Work to be completed: In the entries below, how many lines contain the string "water"? Give the number by itself.

Given data:
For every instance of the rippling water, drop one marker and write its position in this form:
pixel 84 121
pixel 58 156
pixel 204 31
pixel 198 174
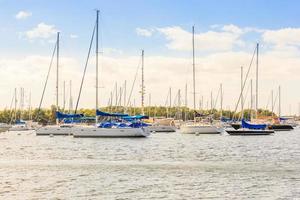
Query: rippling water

Reply to the task: 2